*Article*
□ □ □
OT - Gas to hit 4.00

Charles Curley charlescurley at charlescurley.com
Wed Jun 4 22:11:07 MDT 2008


On Wed, Jun 04, 2008 at 07:57:36PM -0600, Michael Torrie wrote:
> Charles Curley wrote:
> > On Wed, Jun 04, 2008 at 04:27:34PM -0600, Stuart Jansen wrote:
> >> On Wed, 2008-06-04 at 16:19 -0600, Charles Curley wrote:
> >>> And if McCain gets elected, expect it to go up faster than if Obama
> >>> gets elected.
> >> Huh? How do you figure?
> > 
> > The current US war has taken out the former second largest producer of
> > petroleum in the world.
> 
> Come again?  Iraq's oil production was incredibly low during the time
> between the first gulf war and the present conflict, due to the embargos
> and such.  True Saddam still enriched himself with the oil (particularly
> under the so-called oil-for-food program).  To say that Iraq was the
> second-largest producer of petroleum in the world *before* we invaded
> Iraq is really silly.  Iraq is now at #12 [1], which is much better than
> 8 years ago.  No way was Iraq ever #2 though.  Kuwait is probably around
> #7, which was always higher than Iraq.  Remember that the first gulf war
> was essentially to secure the oil in Kuwait that Saddam's invasion
> threatened to cut us off from.
□ □ □
*Stored rows*
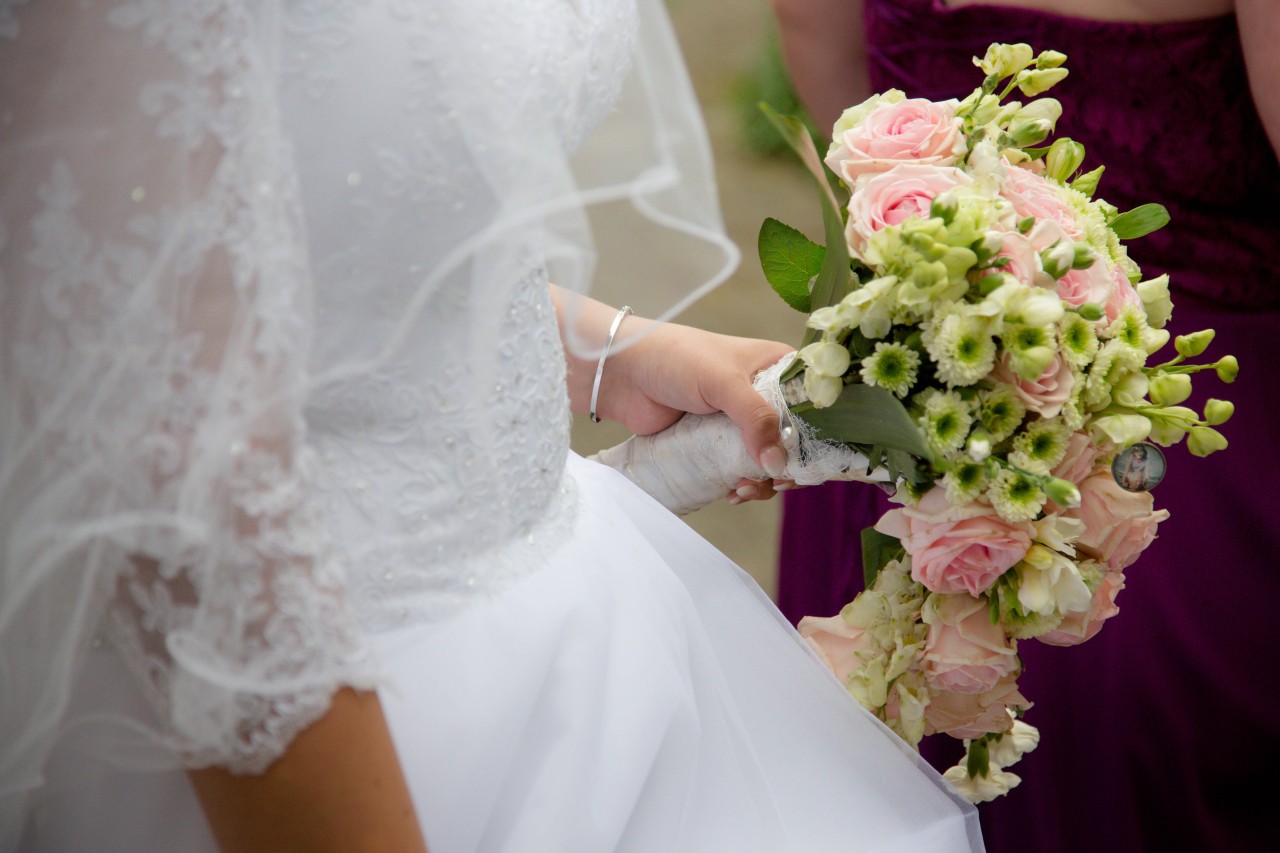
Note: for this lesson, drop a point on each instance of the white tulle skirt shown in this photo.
(638, 694)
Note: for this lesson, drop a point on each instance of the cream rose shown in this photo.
(956, 548)
(1082, 625)
(964, 652)
(912, 131)
(894, 197)
(836, 642)
(1045, 395)
(1033, 195)
(1118, 524)
(972, 715)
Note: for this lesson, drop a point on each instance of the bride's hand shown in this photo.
(673, 369)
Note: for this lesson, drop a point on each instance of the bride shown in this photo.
(293, 552)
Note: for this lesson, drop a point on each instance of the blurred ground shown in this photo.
(722, 42)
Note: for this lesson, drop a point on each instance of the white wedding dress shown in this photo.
(283, 409)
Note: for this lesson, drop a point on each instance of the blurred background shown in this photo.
(732, 56)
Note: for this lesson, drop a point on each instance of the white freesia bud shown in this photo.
(1014, 744)
(826, 357)
(1170, 388)
(981, 789)
(1121, 429)
(1004, 60)
(822, 389)
(1156, 301)
(1033, 82)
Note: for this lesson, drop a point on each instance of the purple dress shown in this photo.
(1164, 731)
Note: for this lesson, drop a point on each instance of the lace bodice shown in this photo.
(279, 361)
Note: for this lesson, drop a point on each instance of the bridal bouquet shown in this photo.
(978, 332)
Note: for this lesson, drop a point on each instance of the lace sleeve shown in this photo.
(154, 332)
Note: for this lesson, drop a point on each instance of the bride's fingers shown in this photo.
(752, 491)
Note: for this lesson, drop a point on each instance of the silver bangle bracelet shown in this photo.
(604, 354)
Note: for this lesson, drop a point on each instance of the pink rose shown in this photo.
(1082, 625)
(1080, 456)
(895, 196)
(1079, 286)
(1123, 295)
(956, 550)
(836, 642)
(1045, 395)
(1024, 263)
(963, 651)
(972, 715)
(1118, 524)
(1036, 196)
(912, 131)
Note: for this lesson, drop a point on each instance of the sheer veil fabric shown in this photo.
(260, 261)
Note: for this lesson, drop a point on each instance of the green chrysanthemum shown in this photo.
(1041, 446)
(1016, 496)
(892, 366)
(961, 347)
(1001, 413)
(1079, 341)
(1031, 349)
(945, 419)
(964, 482)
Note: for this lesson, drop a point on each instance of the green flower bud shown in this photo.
(1033, 132)
(1063, 159)
(1084, 258)
(1088, 182)
(1192, 345)
(1217, 411)
(1226, 369)
(1121, 429)
(1033, 82)
(1170, 388)
(1061, 492)
(1050, 59)
(988, 246)
(1091, 311)
(1005, 60)
(945, 206)
(1203, 441)
(1057, 259)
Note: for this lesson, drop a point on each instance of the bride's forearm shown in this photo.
(337, 788)
(584, 325)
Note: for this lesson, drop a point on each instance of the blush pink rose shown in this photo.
(912, 131)
(972, 715)
(1033, 195)
(1083, 625)
(895, 196)
(963, 651)
(1082, 454)
(1045, 395)
(1118, 524)
(956, 548)
(1024, 261)
(1123, 295)
(836, 642)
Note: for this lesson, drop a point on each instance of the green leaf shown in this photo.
(1139, 222)
(878, 551)
(867, 415)
(833, 278)
(790, 261)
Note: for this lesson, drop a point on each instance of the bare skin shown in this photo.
(337, 789)
(826, 48)
(672, 370)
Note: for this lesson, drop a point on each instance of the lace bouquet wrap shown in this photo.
(978, 332)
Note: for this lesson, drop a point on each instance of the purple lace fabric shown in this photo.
(1160, 734)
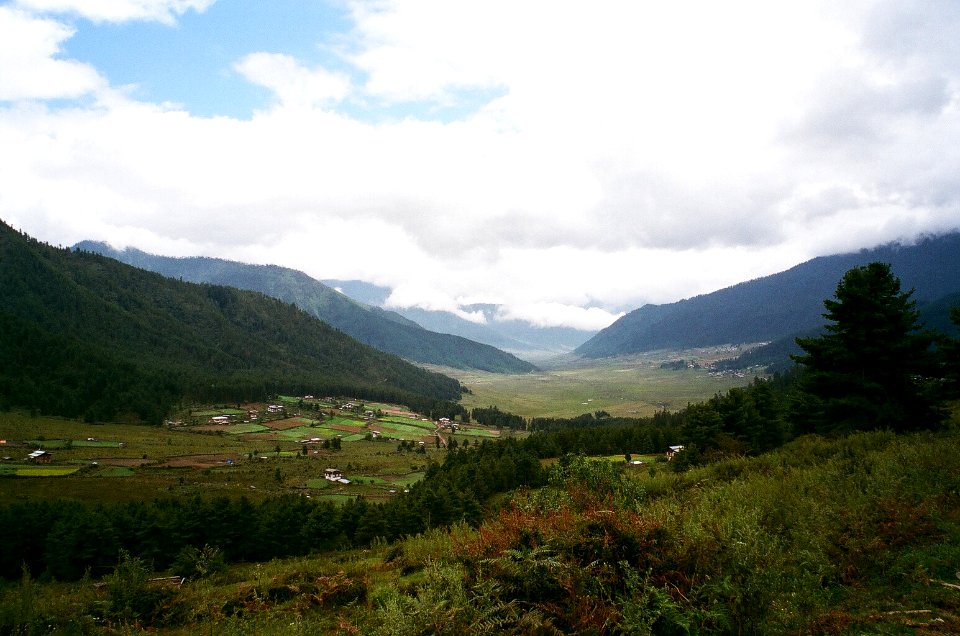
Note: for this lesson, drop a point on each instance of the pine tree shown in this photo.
(867, 370)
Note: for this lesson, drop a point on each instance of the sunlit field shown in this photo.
(629, 387)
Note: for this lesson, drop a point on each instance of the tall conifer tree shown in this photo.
(867, 370)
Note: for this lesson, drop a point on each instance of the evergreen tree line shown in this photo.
(492, 416)
(65, 539)
(87, 337)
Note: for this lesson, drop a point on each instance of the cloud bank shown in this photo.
(564, 163)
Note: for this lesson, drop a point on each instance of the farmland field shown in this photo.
(634, 386)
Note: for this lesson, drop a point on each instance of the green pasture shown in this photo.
(392, 429)
(339, 420)
(46, 471)
(244, 428)
(115, 471)
(399, 419)
(338, 499)
(215, 412)
(83, 443)
(306, 432)
(406, 480)
(477, 432)
(49, 444)
(624, 387)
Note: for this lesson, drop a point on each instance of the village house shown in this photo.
(40, 457)
(334, 474)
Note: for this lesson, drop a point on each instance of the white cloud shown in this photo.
(29, 68)
(165, 11)
(621, 154)
(293, 84)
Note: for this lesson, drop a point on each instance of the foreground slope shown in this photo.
(87, 335)
(380, 329)
(775, 306)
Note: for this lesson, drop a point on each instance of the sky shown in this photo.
(564, 161)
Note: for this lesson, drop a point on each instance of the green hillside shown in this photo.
(383, 330)
(776, 306)
(83, 334)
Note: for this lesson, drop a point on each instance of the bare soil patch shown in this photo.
(197, 461)
(283, 425)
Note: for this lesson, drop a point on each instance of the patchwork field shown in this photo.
(634, 386)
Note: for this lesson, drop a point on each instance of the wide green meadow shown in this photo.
(256, 459)
(635, 386)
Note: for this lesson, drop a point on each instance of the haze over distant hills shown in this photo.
(780, 305)
(383, 330)
(84, 335)
(515, 336)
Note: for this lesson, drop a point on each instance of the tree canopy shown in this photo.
(869, 369)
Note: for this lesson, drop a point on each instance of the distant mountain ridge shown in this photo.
(515, 336)
(775, 306)
(83, 335)
(383, 330)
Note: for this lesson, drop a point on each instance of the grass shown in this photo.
(115, 471)
(633, 386)
(853, 536)
(46, 471)
(184, 461)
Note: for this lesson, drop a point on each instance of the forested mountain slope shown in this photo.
(510, 335)
(85, 335)
(775, 306)
(386, 331)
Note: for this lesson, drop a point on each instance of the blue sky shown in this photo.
(566, 162)
(191, 61)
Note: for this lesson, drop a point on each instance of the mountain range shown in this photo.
(83, 335)
(384, 330)
(781, 305)
(516, 336)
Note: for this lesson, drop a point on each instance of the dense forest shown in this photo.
(778, 306)
(572, 545)
(86, 336)
(385, 331)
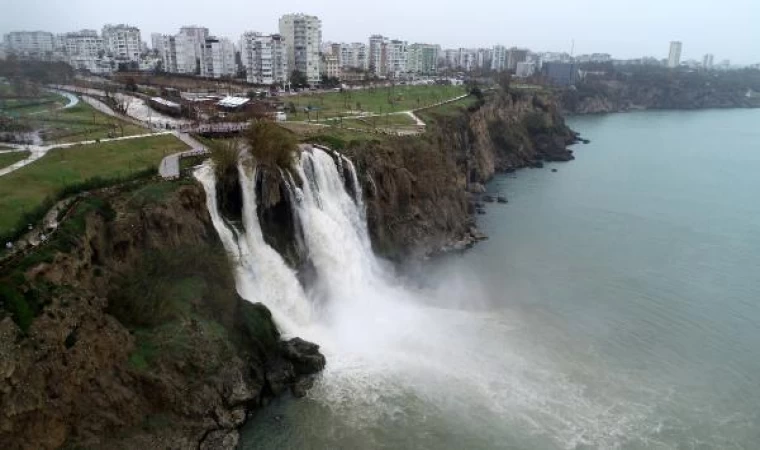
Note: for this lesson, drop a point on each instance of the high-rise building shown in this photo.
(499, 58)
(466, 59)
(378, 55)
(708, 61)
(302, 35)
(483, 58)
(218, 58)
(84, 50)
(525, 69)
(352, 56)
(122, 42)
(397, 55)
(330, 66)
(674, 58)
(423, 59)
(157, 42)
(30, 44)
(264, 58)
(514, 56)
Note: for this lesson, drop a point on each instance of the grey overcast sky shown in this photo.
(730, 29)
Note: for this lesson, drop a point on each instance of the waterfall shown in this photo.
(260, 272)
(400, 356)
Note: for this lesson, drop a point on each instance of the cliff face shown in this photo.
(133, 334)
(420, 191)
(674, 92)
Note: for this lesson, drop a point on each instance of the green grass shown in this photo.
(376, 100)
(6, 159)
(20, 107)
(82, 123)
(448, 110)
(21, 191)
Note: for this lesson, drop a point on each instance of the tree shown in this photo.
(504, 79)
(298, 78)
(270, 144)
□ □ □
*Problems*
1) List every person named in the message about gas prices, above the entries.
2) Collect every line of the entries above that contains the string "grass". Case counts.

*Correct answers*
1) Charles Curley, Michael Torrie, Stuart Jansen, McCain, Obama, Saddam

2)
Note: for this lesson, drop a point on each instance of the grass shown in this photo.
Note: for this lesson, drop a point on each instance of the green grass shown in this photo.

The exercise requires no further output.